# WHAT IS BEING ASKED:
Include in the output exactly the lines from the opening of the data through the line containing "of the dead", and nothing more.

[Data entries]

··········

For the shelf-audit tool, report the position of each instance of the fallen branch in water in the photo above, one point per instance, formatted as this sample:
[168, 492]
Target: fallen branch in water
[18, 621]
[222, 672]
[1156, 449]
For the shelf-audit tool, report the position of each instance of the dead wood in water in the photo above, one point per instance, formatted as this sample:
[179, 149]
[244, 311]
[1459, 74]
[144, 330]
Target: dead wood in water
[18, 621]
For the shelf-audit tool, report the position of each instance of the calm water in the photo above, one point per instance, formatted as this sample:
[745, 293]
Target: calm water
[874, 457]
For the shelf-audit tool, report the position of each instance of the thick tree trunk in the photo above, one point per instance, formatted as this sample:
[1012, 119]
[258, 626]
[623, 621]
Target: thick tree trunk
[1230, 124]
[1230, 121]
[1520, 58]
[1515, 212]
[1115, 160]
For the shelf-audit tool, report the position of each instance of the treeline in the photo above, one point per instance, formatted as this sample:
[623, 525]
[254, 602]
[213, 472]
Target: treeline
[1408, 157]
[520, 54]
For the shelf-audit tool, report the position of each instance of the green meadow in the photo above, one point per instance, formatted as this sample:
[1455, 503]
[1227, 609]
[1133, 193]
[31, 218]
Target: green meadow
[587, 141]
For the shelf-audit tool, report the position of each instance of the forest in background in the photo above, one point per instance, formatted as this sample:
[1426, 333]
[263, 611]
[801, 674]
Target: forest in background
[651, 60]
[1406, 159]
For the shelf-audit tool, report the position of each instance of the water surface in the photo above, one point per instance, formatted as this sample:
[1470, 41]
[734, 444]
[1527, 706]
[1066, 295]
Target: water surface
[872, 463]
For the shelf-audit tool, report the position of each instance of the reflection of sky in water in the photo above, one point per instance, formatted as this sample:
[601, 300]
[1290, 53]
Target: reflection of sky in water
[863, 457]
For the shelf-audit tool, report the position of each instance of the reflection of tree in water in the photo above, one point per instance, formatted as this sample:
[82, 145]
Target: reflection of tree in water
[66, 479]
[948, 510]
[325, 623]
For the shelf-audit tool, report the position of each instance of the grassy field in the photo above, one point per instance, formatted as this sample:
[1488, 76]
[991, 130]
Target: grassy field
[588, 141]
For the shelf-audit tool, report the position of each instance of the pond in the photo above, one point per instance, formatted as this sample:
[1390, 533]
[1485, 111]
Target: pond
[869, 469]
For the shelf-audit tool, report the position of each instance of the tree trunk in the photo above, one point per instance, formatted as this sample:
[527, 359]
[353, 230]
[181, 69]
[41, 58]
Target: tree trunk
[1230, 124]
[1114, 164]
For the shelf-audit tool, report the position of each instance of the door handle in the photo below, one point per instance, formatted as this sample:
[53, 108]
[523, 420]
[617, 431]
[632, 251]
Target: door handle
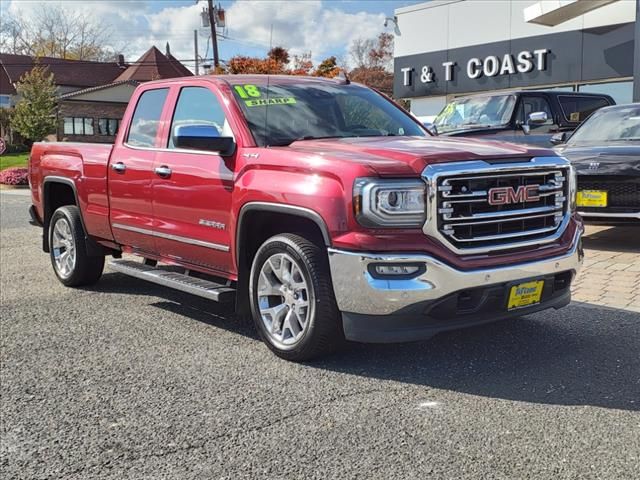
[163, 171]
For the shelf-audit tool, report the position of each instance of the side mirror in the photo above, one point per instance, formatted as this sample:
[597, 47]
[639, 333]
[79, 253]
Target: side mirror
[202, 137]
[535, 118]
[559, 138]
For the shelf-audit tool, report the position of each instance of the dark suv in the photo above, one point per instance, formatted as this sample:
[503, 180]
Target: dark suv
[531, 117]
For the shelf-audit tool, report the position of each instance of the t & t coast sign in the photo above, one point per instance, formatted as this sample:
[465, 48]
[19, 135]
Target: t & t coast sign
[508, 64]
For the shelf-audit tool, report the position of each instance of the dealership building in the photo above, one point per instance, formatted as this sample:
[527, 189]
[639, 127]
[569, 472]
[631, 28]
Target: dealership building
[448, 48]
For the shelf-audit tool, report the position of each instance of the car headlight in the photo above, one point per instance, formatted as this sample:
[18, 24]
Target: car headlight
[573, 187]
[390, 203]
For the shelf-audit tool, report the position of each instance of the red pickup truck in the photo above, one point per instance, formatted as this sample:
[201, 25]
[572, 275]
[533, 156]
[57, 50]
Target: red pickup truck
[319, 206]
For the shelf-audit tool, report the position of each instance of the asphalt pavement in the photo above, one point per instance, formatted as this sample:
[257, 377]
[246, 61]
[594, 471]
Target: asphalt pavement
[132, 380]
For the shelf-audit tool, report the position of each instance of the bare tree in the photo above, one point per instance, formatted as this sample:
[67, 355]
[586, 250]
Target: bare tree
[57, 32]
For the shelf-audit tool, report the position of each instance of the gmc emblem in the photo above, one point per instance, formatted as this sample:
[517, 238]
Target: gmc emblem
[506, 195]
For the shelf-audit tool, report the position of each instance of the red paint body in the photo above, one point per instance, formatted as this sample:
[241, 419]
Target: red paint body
[315, 174]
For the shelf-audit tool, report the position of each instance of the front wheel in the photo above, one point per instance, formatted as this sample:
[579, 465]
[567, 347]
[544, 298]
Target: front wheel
[67, 247]
[292, 299]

··········

# RESPONSE AREA:
For the shelf-audit tool, report the position of each instance of the fallen branch in water in the photo above, one point per instance, formatted as this sample:
[168, 492]
Target: fallen branch in water
[18, 621]
[222, 672]
[1156, 449]
For the shelf-audit tool, report the position of each instance of the dead wood in water in the photo above, one point per instance, formatted as this sample:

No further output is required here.